* [Dokumentauszug]:

○ ○ ○ ○

Recherche – Detailansicht

Ausgabe:

April/2016

Spalte:

426-428

Kategorie:

Praktische Theologie

Autor/Hrsg.:

Mantey, Volker, Sadowski, Sigurd, u. Heinz-Ulrich Schmidt-Ropertz [Hrsg.]

Titel/Untertitel:

Menschen gewinnen. Evangelisch sein im ländlichen Raum.

Verlag:

Leipzig: Evangelische Verlagsanstalt 2013. 271 S. Kart. EUR 34,00. ISBN 978-3-374-03280-8.

Rezensent:

Thomas Schlegel

Wer in diesem Sammelband pointierte Beiträge zur neueren Debatte um Kirche in ländlichen Räumen erwartet, wird enttäuscht werden. Das Dorf als spezifischer Kontext kirchlichen Handelns spielt keine prägende Rolle. Es fehlt jede Bezugnahme auf die Disparität ländlicher Räume, auf deren soziologische Eigenheiten, theologische Möglichkeiten (rural theology) und die problematischen Entwicklungen, auf die die Raumforschung seit Längerem hinweist (Peripherisierung). Der ländliche Raum wird als solcher vorausgesetzt – und nicht eigens thematisiert. Wer freilich die Fachliteratur der letzten Jahre verfolgt hat, weiß um die Schwierigkeit einer solchen Ausblendung: Der ländliche Raum hat seine Selbstverständlichkeit eingebüßt, er stellt »weniger denn je eine einheitliche Raumkategorie« dar, wie schon der vorletzte Raumordnungsbericht konstatiert (Bundesinstitut für Bau-, Stadt- und Raumforschung [Hrsg.], Raumordnungsbericht, Bonn 2005, 203). Wer also über »Evangelisch sein im ländlichen Raum« schreibt, muss Rechenschaft darüber geben, was er damit meint.

○ ○ ○ ○

* [Extrahierte Zeilen]:
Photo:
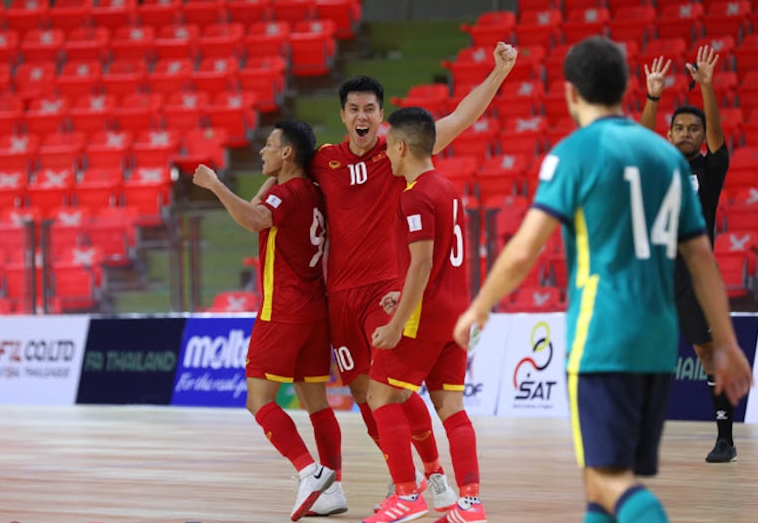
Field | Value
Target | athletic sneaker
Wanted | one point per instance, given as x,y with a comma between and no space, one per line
468,510
421,485
723,452
397,510
331,501
312,481
443,497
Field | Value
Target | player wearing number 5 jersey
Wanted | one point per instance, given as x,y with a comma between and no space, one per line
290,338
624,198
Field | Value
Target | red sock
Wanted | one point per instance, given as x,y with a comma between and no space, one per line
395,435
328,437
368,419
422,433
283,435
460,434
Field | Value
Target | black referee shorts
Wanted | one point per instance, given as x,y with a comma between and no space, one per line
692,320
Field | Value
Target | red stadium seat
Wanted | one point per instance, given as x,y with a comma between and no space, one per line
114,14
98,188
177,42
23,16
222,41
79,78
18,152
125,77
69,15
248,11
727,18
203,12
346,15
87,43
541,28
42,45
12,187
92,114
215,74
170,76
47,115
293,11
138,112
184,111
109,149
313,48
581,23
34,80
265,78
159,13
62,151
51,188
490,28
133,43
633,23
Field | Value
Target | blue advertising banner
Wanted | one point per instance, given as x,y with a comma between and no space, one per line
211,367
130,360
690,397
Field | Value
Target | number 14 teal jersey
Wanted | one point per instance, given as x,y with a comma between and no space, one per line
625,199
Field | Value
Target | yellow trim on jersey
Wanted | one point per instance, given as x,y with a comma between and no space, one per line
280,379
316,379
411,326
576,427
268,276
588,283
403,384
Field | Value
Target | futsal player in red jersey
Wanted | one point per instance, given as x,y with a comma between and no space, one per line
290,338
416,344
361,203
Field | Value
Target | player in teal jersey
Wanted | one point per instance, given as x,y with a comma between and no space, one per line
624,199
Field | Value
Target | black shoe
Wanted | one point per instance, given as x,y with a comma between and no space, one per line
722,452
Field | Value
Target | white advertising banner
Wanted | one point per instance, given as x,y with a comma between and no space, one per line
751,409
484,368
534,377
41,358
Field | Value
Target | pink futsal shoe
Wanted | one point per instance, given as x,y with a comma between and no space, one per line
397,510
468,510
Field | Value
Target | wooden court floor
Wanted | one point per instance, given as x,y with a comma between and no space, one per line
166,464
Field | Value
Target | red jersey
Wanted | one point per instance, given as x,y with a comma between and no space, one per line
291,253
361,199
430,209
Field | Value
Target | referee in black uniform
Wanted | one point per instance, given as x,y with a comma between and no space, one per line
688,131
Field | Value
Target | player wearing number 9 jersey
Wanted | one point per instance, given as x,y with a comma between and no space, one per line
290,338
624,198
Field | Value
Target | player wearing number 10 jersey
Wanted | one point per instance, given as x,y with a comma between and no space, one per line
624,198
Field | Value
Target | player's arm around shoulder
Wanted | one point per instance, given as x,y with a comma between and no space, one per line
253,217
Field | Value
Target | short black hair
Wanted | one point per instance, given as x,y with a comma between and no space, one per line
597,68
417,127
688,109
362,84
300,136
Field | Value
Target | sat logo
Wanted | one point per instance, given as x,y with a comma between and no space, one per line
526,375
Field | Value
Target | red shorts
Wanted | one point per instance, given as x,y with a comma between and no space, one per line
442,364
288,352
354,315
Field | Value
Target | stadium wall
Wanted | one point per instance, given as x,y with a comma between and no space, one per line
515,368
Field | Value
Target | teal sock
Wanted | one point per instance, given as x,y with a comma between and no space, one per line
639,504
597,514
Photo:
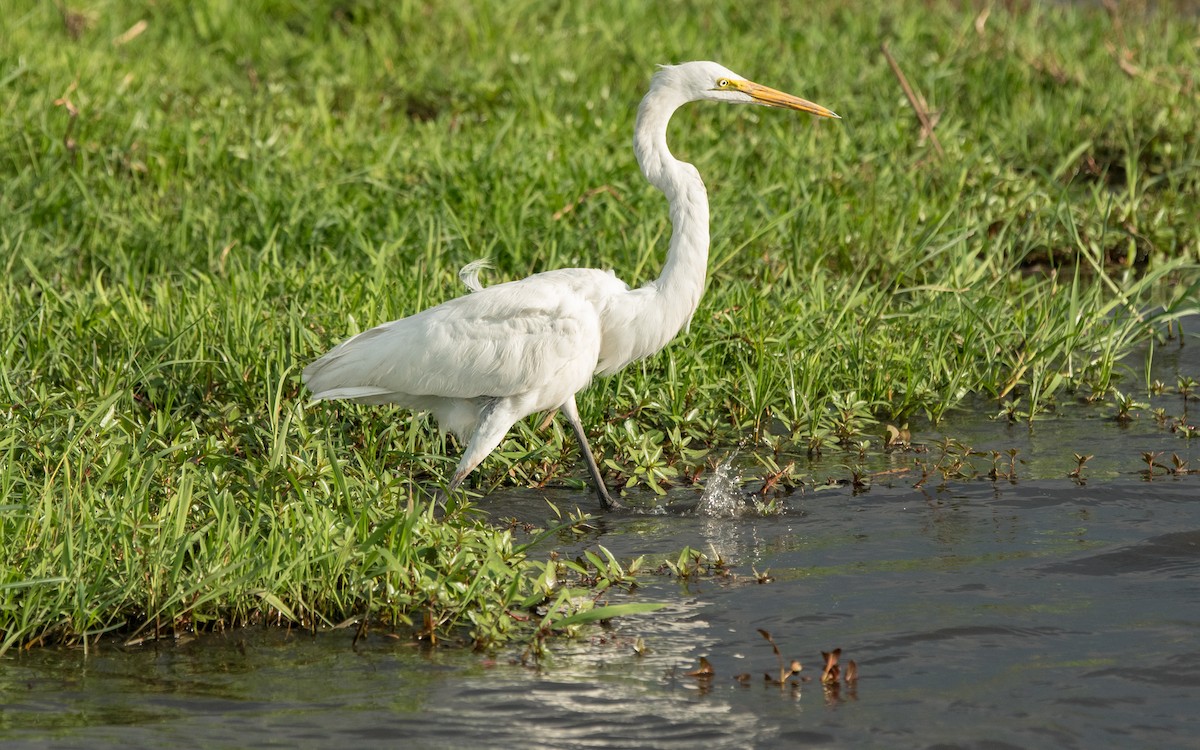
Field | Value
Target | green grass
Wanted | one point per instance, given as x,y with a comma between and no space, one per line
246,184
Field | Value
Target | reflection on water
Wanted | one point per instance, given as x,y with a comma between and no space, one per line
1037,615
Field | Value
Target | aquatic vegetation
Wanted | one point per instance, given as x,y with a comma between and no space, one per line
196,201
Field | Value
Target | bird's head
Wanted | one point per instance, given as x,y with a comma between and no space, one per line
705,81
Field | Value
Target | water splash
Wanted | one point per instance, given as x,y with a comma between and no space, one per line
723,497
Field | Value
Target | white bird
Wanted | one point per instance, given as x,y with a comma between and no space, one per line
483,361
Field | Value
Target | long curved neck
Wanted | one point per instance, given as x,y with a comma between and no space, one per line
682,282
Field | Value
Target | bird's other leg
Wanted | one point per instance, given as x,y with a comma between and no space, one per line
573,417
495,420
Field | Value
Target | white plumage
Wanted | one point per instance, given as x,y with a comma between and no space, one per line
483,361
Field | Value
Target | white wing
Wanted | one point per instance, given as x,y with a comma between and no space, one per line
507,340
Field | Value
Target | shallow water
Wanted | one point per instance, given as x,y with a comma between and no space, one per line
1031,613
1038,615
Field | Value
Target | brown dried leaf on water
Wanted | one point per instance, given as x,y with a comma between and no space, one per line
831,672
769,640
703,671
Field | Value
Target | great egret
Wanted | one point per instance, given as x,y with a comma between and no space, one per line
483,361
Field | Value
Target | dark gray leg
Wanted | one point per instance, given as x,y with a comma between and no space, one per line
573,417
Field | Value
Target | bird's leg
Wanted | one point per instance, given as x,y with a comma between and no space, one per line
573,417
495,420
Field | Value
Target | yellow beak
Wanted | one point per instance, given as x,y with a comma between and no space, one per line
771,97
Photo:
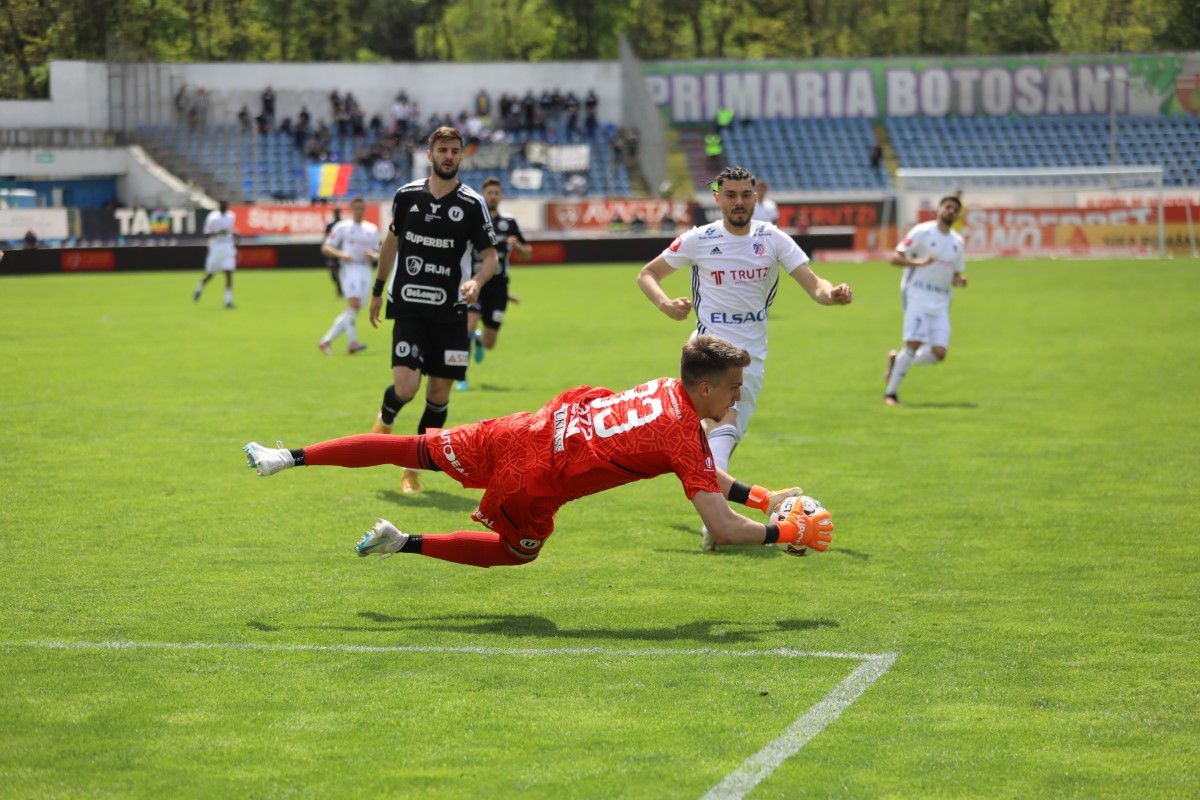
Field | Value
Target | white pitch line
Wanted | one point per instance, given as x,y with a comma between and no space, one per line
759,767
779,653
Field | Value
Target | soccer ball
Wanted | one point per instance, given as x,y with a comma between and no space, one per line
810,506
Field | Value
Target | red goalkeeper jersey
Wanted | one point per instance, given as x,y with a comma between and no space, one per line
588,440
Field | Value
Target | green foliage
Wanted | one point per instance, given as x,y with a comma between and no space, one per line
1023,531
34,31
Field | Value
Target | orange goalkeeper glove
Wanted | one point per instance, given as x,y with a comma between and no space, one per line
803,530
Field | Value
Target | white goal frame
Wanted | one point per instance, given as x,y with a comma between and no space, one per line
910,184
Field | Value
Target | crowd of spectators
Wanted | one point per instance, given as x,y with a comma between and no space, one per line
552,115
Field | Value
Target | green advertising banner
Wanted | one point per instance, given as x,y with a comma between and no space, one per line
691,91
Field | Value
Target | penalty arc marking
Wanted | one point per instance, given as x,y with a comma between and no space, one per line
735,786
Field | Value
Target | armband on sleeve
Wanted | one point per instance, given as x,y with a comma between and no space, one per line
756,497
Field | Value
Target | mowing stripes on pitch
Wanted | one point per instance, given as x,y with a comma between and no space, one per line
735,786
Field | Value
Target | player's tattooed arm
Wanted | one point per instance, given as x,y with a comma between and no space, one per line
822,290
725,524
649,281
756,497
387,260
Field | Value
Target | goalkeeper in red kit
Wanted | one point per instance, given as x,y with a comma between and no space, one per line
583,441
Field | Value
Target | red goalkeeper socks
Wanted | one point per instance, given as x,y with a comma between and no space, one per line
370,450
473,547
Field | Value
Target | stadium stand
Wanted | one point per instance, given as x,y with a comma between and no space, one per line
808,155
271,167
1069,140
832,155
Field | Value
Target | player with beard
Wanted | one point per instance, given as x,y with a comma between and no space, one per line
934,262
436,226
493,295
735,275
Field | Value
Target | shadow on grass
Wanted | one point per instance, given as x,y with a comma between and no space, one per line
529,625
846,551
495,388
532,626
429,499
743,551
947,404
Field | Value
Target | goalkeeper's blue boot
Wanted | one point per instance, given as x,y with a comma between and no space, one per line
382,539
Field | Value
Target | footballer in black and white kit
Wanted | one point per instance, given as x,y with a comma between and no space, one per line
493,296
437,226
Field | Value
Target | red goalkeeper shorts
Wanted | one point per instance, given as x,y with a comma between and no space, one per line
501,457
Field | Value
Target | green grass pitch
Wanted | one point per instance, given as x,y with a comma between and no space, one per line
1023,533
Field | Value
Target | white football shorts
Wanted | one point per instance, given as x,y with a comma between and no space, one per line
751,385
221,259
931,328
355,280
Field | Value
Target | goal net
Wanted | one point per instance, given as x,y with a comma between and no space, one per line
1073,211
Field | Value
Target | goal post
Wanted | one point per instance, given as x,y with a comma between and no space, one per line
1055,210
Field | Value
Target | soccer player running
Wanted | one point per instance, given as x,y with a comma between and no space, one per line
583,441
735,275
493,295
222,253
354,244
934,260
436,224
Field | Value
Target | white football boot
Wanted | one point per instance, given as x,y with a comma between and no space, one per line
381,539
268,461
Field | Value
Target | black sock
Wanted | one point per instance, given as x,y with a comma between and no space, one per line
435,416
391,405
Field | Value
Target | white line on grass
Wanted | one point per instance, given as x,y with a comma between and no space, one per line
735,786
759,767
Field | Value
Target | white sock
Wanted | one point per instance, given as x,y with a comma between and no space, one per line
335,330
721,440
899,370
924,355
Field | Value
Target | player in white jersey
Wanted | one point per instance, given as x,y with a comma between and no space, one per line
222,250
735,275
934,260
765,209
354,242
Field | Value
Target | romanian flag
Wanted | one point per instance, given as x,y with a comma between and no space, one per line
329,180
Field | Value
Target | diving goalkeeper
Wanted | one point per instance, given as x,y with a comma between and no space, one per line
583,441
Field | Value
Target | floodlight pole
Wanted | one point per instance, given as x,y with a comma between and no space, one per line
1113,116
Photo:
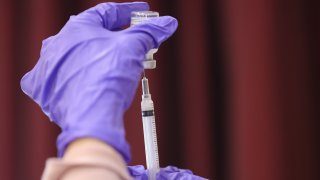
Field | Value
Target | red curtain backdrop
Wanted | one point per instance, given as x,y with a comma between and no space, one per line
236,89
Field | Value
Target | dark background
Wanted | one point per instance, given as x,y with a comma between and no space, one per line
236,88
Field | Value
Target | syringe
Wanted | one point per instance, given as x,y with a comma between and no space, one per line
149,131
148,118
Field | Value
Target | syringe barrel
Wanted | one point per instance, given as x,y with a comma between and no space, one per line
150,141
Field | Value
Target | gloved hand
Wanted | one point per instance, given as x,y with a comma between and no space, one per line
167,173
88,73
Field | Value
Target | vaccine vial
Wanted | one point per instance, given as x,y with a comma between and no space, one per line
136,18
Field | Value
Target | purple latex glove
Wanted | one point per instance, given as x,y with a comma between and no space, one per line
88,73
167,173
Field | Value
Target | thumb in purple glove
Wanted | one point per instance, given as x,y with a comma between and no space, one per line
87,74
168,173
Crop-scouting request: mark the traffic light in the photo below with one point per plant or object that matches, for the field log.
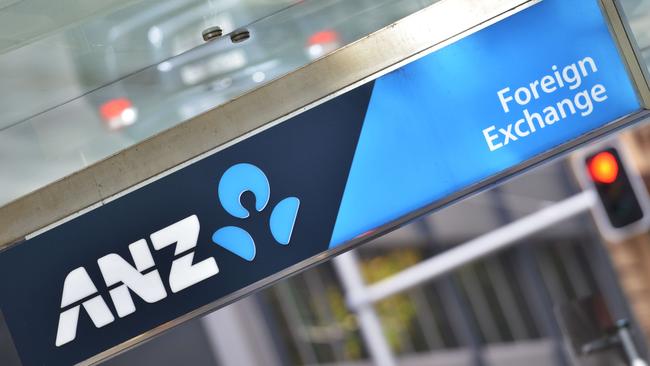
(622, 203)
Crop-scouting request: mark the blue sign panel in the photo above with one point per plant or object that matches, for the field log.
(486, 104)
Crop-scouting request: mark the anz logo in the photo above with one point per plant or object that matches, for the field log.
(122, 279)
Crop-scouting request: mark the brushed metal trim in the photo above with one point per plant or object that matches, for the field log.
(629, 50)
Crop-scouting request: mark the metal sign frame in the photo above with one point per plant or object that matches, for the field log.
(377, 54)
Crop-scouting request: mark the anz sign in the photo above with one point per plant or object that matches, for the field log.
(144, 280)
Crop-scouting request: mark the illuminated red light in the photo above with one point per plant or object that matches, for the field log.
(603, 167)
(114, 108)
(322, 37)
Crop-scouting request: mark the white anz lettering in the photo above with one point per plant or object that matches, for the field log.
(78, 286)
(183, 273)
(116, 270)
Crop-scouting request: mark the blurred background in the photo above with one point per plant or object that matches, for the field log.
(82, 80)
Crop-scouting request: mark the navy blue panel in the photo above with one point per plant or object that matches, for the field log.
(307, 157)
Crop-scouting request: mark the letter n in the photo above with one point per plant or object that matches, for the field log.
(118, 271)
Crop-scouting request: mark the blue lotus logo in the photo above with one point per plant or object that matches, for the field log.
(242, 178)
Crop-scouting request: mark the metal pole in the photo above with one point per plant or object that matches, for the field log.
(472, 250)
(347, 267)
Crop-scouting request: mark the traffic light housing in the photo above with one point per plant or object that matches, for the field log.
(614, 188)
(622, 203)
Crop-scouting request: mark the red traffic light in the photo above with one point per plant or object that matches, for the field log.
(603, 167)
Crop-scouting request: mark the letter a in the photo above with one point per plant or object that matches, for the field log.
(76, 287)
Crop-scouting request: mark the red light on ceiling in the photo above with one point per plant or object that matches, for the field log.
(603, 167)
(114, 108)
(322, 37)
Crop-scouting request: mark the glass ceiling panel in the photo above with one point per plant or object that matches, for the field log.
(80, 83)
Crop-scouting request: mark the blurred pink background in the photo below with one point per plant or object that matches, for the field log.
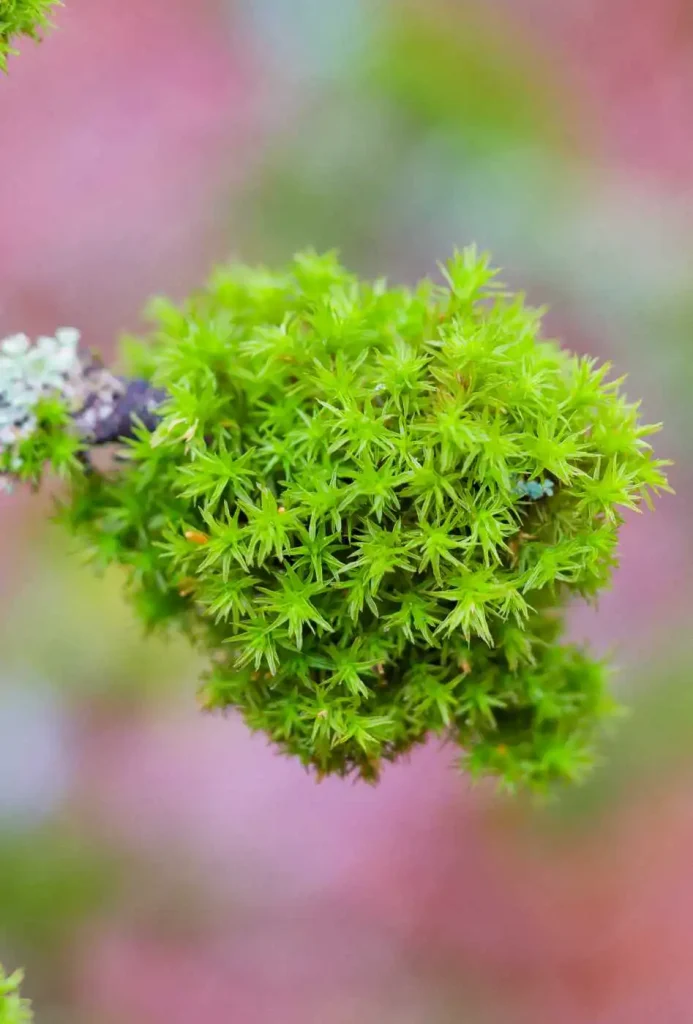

○ ○ ○ ○

* [Ziel der Aufgabe]:
Welcher Bericht stellt laut der Rezension im Dokumentauszug fest, dass der ländliche Raum »weniger denn je eine einheitliche Raumkategorie« darstellt?

* [Schriftliche Antwort]:
Der vorletzte Raumordnungsbericht (Bundesinstitut für Bau-, Stadt- und Raumforschung, Bonn 2005).